__EXERCISE DETAILS__
Each record is to be transcribed in full and exactly.

[Stored data entries]
# # # #

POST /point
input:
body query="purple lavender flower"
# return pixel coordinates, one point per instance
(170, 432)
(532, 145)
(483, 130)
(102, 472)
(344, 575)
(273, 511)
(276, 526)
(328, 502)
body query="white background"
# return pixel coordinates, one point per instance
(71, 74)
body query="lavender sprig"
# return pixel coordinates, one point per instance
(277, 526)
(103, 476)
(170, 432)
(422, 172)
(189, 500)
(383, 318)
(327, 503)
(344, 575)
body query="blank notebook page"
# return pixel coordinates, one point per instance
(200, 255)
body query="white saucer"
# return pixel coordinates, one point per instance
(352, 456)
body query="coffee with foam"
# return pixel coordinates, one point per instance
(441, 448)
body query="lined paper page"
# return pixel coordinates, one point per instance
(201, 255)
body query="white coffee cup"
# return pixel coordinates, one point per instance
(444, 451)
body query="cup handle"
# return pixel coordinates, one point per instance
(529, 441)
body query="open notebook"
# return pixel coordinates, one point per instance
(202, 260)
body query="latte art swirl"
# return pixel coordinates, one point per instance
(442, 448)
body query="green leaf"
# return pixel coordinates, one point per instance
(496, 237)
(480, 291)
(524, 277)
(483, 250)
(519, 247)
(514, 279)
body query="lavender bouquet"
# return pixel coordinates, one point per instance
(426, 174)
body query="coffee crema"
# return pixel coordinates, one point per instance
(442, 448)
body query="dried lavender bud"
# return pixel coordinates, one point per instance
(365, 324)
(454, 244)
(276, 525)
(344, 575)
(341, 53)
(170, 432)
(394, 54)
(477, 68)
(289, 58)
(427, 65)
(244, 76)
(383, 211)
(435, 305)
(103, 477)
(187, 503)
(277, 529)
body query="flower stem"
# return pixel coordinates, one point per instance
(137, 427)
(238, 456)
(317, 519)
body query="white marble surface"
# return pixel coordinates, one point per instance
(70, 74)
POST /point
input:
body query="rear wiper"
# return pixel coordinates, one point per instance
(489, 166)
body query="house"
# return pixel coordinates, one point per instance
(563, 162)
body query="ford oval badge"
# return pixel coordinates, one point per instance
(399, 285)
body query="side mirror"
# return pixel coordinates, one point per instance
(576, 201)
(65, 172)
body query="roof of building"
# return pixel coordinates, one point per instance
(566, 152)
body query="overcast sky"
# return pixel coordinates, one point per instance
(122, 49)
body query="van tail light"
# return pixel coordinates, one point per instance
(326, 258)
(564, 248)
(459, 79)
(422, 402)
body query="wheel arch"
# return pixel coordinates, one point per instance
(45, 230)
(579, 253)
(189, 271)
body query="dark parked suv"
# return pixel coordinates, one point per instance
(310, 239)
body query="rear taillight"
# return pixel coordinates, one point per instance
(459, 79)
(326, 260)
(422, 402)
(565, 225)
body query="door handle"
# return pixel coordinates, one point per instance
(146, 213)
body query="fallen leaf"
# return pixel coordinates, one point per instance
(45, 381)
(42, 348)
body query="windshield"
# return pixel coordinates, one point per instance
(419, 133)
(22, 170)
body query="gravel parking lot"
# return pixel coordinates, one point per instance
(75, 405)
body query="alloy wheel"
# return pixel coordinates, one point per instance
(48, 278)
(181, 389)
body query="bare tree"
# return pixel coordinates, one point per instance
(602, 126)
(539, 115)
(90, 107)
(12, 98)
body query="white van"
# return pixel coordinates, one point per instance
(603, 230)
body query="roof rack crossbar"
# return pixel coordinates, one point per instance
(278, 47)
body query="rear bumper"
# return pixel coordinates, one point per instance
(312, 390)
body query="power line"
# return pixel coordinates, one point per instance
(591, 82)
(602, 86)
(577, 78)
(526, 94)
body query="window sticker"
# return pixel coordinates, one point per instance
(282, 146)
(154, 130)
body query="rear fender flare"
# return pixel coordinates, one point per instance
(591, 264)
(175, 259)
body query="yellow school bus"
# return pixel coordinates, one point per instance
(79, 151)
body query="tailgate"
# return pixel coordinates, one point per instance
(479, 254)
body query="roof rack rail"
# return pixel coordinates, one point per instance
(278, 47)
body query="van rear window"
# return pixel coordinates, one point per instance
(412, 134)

# # # #

__RESPONSE__
POST /point
input:
body query="purple lavender flower"
# return pixel coordinates, one point per instance
(170, 432)
(532, 145)
(483, 130)
(102, 472)
(344, 575)
(273, 511)
(276, 526)
(328, 502)
body query="white background"
# return pixel coordinates, one point per instance
(71, 74)
body query="lavender sprig"
# return pixel coordinates, one point per instance
(277, 526)
(103, 476)
(170, 432)
(422, 172)
(189, 500)
(383, 318)
(327, 503)
(344, 575)
body query="blank notebook page"
# return pixel coordinates, one point per instance
(200, 255)
body query="white saucer"
# return pixel coordinates, one point per instance
(352, 456)
body query="coffee with foam"
# return pixel coordinates, one point per instance
(441, 448)
body query="lined paper page"
# return pixel coordinates, one point per instance
(201, 255)
body query="white coffee cup"
# return pixel coordinates, one point per instance
(444, 451)
body query="cup handle"
# return pixel coordinates, one point per instance
(529, 441)
body query="open notebook"
# return pixel coordinates, one point per instance
(202, 260)
body query="latte art swirl"
# return pixel coordinates, one point per instance
(442, 448)
body query="green leaf"
# return pixel coordinates, one point per instance
(496, 237)
(480, 291)
(524, 277)
(483, 250)
(519, 247)
(514, 279)
body query="lavender bouquet"
# return pixel coordinates, one point per instance
(426, 174)
body query="coffee crema"
# return pixel coordinates, one point per instance
(442, 448)
body query="dried lavender bud"
# return pixel coordinates, one point per instance
(365, 324)
(454, 244)
(276, 525)
(344, 575)
(341, 53)
(170, 432)
(394, 54)
(477, 68)
(289, 58)
(427, 65)
(244, 76)
(383, 211)
(435, 305)
(103, 477)
(187, 503)
(277, 529)
body query="flower stem"
# return pixel coordinates, one point per instance
(137, 427)
(238, 456)
(317, 519)
body query="white marble surface"
# return pixel coordinates, one point per instance
(70, 74)
POST /point
input:
body query="rear wiper"
# return pixel coordinates, one point per instance
(489, 166)
body query="house"
# return pixel coordinates, one point per instance
(563, 162)
body query="ford oval badge"
# return pixel coordinates, one point per instance
(399, 285)
body query="side mirror"
# return pixel coordinates, one point per instance
(576, 201)
(65, 172)
body query="roof of building"
# return pixel coordinates, one point per instance
(566, 152)
body query="overcast sky"
# return pixel coordinates, one point per instance
(122, 49)
body query="van tail light"
# return pixel coordinates, one point per instance
(326, 258)
(564, 248)
(459, 79)
(422, 402)
body query="wheel arch"
# return pixel coordinates, one point per instance
(45, 230)
(579, 253)
(189, 271)
body query="dark parked suv"
# return pixel coordinates, one point per instance
(310, 239)
body query="rear taillight"
# return pixel coordinates, one point per instance
(459, 79)
(326, 260)
(422, 402)
(565, 225)
body query="door handle"
# return pixel coordinates, one point per instance
(146, 213)
body query="fallen leaf"
# return pixel coordinates, one point per instance
(45, 381)
(42, 348)
body query="windshield"
# return pixel coordinates, one point per instance
(419, 133)
(22, 170)
body query="gravel parking lot"
# return pixel coordinates, one point per instance
(75, 405)
body query="alloy wheel"
# return pixel coordinates, one point per instance
(48, 278)
(181, 389)
body query="bare tree"
# return pixel coordinates, one point per instance
(602, 126)
(539, 115)
(90, 107)
(12, 98)
body query="white van"
# return pixel coordinates, one point per instance
(603, 230)
body query="roof rack crossbar"
# return pixel coordinates, one point per instance
(278, 47)
body query="rear bumper"
# return pixel coordinates, one point per instance
(312, 390)
body query="power line"
# return pixel coordinates, one point per instance
(591, 82)
(602, 86)
(577, 78)
(526, 94)
body query="window sticker"
# return pixel coordinates, one point per instance
(282, 146)
(154, 130)
body query="rear fender flare"
# return pixel coordinates, one point per instance
(591, 264)
(175, 259)
body query="yellow school bus"
# return pixel coordinates, one point per instance
(79, 151)
body query="tailgate"
# return pixel coordinates, one point per instance
(479, 254)
body query="roof rack rail"
# return pixel coordinates, one point per instance
(278, 47)
body query="van rear window"
# return pixel coordinates, one point per instance
(412, 134)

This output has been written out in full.